RECORDED DATA.
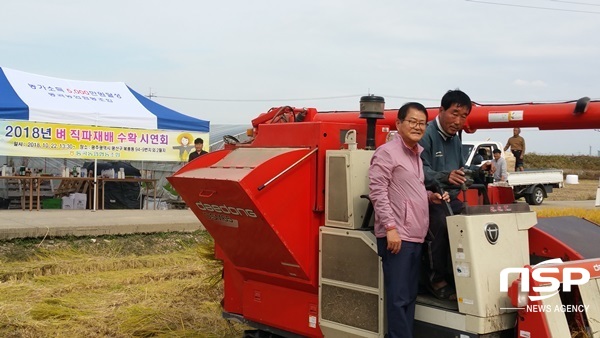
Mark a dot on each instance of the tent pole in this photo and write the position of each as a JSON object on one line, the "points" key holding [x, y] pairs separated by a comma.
{"points": [[95, 183]]}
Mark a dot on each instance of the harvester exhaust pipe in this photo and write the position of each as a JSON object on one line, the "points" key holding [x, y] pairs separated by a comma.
{"points": [[371, 108]]}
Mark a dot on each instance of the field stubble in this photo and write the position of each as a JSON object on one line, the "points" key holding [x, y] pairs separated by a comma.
{"points": [[145, 285], [165, 285]]}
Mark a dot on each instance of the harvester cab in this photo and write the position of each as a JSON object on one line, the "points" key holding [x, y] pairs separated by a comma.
{"points": [[292, 225]]}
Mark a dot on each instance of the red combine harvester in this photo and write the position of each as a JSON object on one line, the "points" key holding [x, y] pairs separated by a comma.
{"points": [[300, 258]]}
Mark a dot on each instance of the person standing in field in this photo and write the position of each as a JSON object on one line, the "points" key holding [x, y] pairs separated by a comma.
{"points": [[516, 143]]}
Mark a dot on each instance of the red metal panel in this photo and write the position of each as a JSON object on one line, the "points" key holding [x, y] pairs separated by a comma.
{"points": [[283, 308]]}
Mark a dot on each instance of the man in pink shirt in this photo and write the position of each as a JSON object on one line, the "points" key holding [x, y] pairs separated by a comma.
{"points": [[401, 205]]}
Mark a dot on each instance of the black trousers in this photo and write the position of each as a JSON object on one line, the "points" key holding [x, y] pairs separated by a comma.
{"points": [[401, 282], [438, 264]]}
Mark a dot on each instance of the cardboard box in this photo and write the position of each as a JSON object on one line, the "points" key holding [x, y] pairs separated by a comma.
{"points": [[67, 202], [51, 203], [79, 201]]}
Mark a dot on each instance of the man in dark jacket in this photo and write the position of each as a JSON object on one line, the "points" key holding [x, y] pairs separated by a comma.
{"points": [[443, 165], [198, 144]]}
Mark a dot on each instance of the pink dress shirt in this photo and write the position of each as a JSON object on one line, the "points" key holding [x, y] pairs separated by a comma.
{"points": [[397, 191]]}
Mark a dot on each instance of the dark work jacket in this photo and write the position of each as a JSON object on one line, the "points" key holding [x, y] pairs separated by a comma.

WORK TASK.
Pictures are to be left out; please print the rest of the records above word for word.

RESPONSE BELOW.
Mark a dot on each instance of the tent pole in this photo and write the position of each as a JSON object on one line, the "points" key holding [x, y] pairs separated by a comma.
{"points": [[95, 183]]}
Mark a dot on each instance of the harvester exhaust pipe in this photo and write the position of each as a JSON object on one line, the "points" key holding [x, y] pairs separated by a comma.
{"points": [[371, 108]]}
Mark a dot on each instance of the field stubble in this photo and write the position of each as a JSON object on one line, the "points" key holding [x, y] pairs separated by a comma.
{"points": [[145, 285], [165, 285]]}
Mark a dot on each instance of the harvester cab in this photo and write the position of each as a JSON object on one line, the "points" key holding [x, y] pairs separated by a comma.
{"points": [[292, 225]]}
Mark a dot on each instance of the red combine harvester in this photo and write the position of each as a JSON object on one line, the "points" key holding [x, y] pairs separated by a comma.
{"points": [[300, 258]]}
Mark a dot on each instance of the person standing in field in this photo and write the position of each as a JSON object on one line, the "points" key holding [x, y] pairs separated by a comma.
{"points": [[516, 143]]}
Mark a dot on each instance of the red metal panel in this photo and write the position of each as a JSON object on one line, the "points" key holding [x, y] pairs separated by a comma.
{"points": [[283, 308]]}
Mark a dot on each instance of the man in pink shirt in this photo and write the position of each as a JSON object on one line, the "points" key holding [x, y] pairs separated by a comma.
{"points": [[401, 205]]}
Mark a dot on each instance of the black trousers in this photo and write the position of each as a JSON object on one line, the "points" key holding [x, y] pairs separated by a comma.
{"points": [[401, 282], [438, 264]]}
Mark a dot on each instance of the cardboard box in this photo and write the position of each as a JSON object on one line, the "points" key holding [x, y] pairs separated by a comma.
{"points": [[67, 202], [51, 203], [79, 201]]}
Mark a dot on each instance of the man in dark jacket in this photo and write the position of each as a JSON object on one line, the "points" key holding [x, y] pairs separated by a comma.
{"points": [[443, 165], [198, 144]]}
Mark a dot on each instance of the pink dress shirt in this photo and write the position of each as a JSON object on one line, the "points" key holding [x, y] pairs separated by a comma.
{"points": [[397, 191]]}
Mark a dot on each instance of the dark work jacket in this photo and write the position of each as a JSON object on one line, the "points" key holding [x, y] pairs separated by a comma.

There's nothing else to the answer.